Copy each line that contains the string "Target", taking them from the material.
#### Task inputs ####
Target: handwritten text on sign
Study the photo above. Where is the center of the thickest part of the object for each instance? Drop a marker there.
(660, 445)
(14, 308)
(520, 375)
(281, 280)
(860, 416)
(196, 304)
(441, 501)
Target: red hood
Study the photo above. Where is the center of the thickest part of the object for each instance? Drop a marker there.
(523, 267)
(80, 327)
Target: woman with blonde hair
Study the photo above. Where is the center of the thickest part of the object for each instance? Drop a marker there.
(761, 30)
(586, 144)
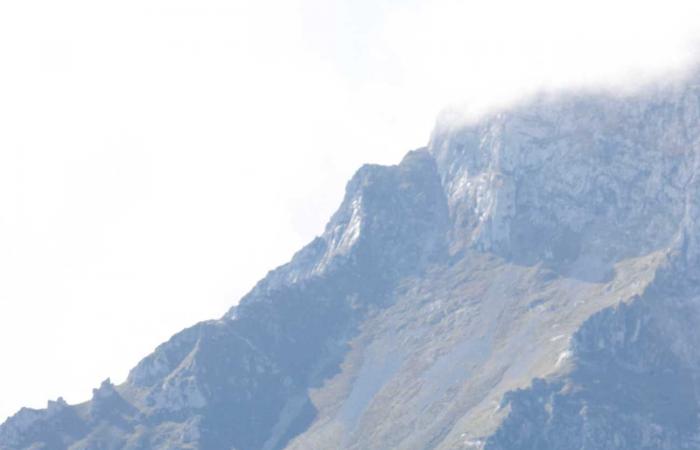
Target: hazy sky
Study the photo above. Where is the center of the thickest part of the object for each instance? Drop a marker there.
(157, 157)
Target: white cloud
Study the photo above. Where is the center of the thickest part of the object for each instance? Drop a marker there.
(157, 157)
####
» **Solution to this problem**
Target: handwritten text on sign
Target: red hood
Target: woman with blonde hair
Target: hazy sky
Target: white cloud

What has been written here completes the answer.